== GIVEN INFORMATION
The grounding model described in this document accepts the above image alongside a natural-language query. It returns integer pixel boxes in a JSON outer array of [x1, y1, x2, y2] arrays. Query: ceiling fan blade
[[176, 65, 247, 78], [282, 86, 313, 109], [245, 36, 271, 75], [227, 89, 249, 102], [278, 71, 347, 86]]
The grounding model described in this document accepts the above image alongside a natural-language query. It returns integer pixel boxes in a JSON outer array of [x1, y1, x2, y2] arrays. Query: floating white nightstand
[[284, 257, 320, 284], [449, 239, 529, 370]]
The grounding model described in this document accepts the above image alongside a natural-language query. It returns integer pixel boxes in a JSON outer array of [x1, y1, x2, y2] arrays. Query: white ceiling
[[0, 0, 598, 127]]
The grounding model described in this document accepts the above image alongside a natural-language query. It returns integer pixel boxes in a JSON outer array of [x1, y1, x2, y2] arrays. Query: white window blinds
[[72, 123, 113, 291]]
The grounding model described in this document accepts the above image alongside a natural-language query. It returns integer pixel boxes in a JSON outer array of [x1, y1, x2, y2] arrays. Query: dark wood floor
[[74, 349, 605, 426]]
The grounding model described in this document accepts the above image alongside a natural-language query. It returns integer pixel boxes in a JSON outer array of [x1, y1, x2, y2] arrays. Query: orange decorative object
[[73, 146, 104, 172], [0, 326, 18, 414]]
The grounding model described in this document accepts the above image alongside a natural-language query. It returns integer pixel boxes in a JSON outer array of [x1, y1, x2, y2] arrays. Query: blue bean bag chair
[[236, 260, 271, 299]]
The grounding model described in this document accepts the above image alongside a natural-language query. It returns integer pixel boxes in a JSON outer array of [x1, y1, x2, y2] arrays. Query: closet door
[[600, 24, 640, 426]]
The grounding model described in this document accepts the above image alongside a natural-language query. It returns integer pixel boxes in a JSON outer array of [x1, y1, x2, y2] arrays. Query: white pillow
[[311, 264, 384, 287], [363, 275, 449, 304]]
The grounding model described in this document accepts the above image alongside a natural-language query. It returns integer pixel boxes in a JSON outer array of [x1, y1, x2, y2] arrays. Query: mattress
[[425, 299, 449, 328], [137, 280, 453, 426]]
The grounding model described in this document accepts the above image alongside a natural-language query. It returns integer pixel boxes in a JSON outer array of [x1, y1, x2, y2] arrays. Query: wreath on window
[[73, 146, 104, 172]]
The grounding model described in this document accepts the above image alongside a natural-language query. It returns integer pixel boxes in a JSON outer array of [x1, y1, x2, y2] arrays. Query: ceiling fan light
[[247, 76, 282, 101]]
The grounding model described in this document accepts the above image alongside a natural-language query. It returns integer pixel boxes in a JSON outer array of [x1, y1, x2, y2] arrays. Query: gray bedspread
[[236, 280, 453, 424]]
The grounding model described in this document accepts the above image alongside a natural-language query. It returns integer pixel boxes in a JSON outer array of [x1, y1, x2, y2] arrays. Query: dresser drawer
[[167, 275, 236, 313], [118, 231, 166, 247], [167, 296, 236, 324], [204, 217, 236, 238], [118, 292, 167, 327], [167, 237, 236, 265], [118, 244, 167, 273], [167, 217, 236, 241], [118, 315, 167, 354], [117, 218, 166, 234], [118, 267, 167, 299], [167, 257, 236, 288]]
====
## [DIRECTION]
Reproduce all of the records above verbatim, keeping every line unchanged.

## [FULL OUTPUT]
The grounding model described in this document accepts the above image alongside a natural-language query. It returns integer pixel boxes in a JSON outer array of [x1, y1, x2, y2] arrays. Query: ceiling fan blade
[[176, 65, 247, 78], [282, 86, 313, 109], [245, 36, 271, 75], [227, 89, 249, 102], [278, 71, 347, 86]]
The grounding model described in this document accepts the above image alongside a natural-language query. It returns integer pixel boxes in a JSON outer array of [x1, y1, x2, y2] arrays. Query: floating white nightstand
[[284, 257, 320, 284], [449, 239, 529, 370]]
The grounding model described in this document accepts the above image alongside a natural-language query. It returns integer pixel boxes in a JSON outer array of [x1, y1, x2, y2] arrays. Query: white ceiling
[[0, 0, 598, 127]]
The grounding model described in this document accepts the above image alongside a natural-language query. It returns integer pixel boxes in a JSON outer array of [x1, y1, x2, y2] arrays. Query: white window blinds
[[72, 123, 113, 291]]
The grounding model described in this document accepts the above image alongside a natural-language query. It returns integer pixel boxes in a JSON outer array of [x1, y1, x2, y2] arrays. Query: dark wood floor
[[74, 349, 605, 426]]
The grounding model described in this document accepts the above image alongside a natural-language query. It returns integer pixel boxes in a JSON outer array of [x1, y1, x2, y2] arrays. Query: orange decorative object
[[73, 146, 104, 172], [0, 326, 18, 414]]
The grounding model described in this document accepts the above image alongside a natural-language query. It returns integer pixel boxes in a JSON outer array of [x1, y1, x2, y2] arrays. Query: blue bean bag chair
[[236, 260, 271, 299]]
The grounding model described in this document accepts the above image alongside a natural-language query. It returns integer pixel boxes in a JSON outer array of [x1, y1, x2, y2] arrays. Query: closet door
[[600, 24, 640, 426]]
The grounding model described in this document accepts the above image alongside a natural-language query. It returns integer pixel boxes in a JSON outer array of [x1, y1, x2, y2] arrays. Query: white pillow
[[311, 264, 384, 287], [363, 275, 449, 304]]
The grounding model described in this document accepts the above image alongside a natural-language query. It returns integer pixel boxes in a JSON outer array of [x1, y1, x2, y2] arrays. Query: mattress
[[425, 299, 449, 328], [137, 280, 453, 426]]
The grounding model described in this document accepts the above image alongside a natural-language query. It returns integer pixel boxes in a JSON outer array of [x1, y1, x2, y2] arrays. Query: wreath on window
[[73, 146, 104, 172]]
The grounding model described in this document accepts the above image alongside a natural-language query. It returns integer pixel boxes in a JSON outer array of [x1, y1, x2, y2] arrays. Query: ceiling fan light
[[247, 76, 282, 101]]
The grounding model described in this document accepts the above image alongside a natural-language query. It returns integer pixel boxes in a JSON outer array of [x1, y1, x2, y2] arrays. Query: gray bedspread
[[236, 280, 453, 424]]
The grounding model described in this document accepts the above image alongside a natural-language query. It returns integer pixel boxes in a JSON outer array of [x1, y1, x2, y2] arrays. Query: dresser drawer
[[167, 275, 236, 313], [118, 231, 166, 247], [167, 296, 236, 324], [204, 217, 236, 238], [118, 292, 167, 327], [167, 237, 236, 265], [118, 244, 167, 273], [167, 217, 236, 241], [118, 315, 167, 354], [117, 218, 166, 234], [118, 267, 167, 299], [167, 257, 236, 288]]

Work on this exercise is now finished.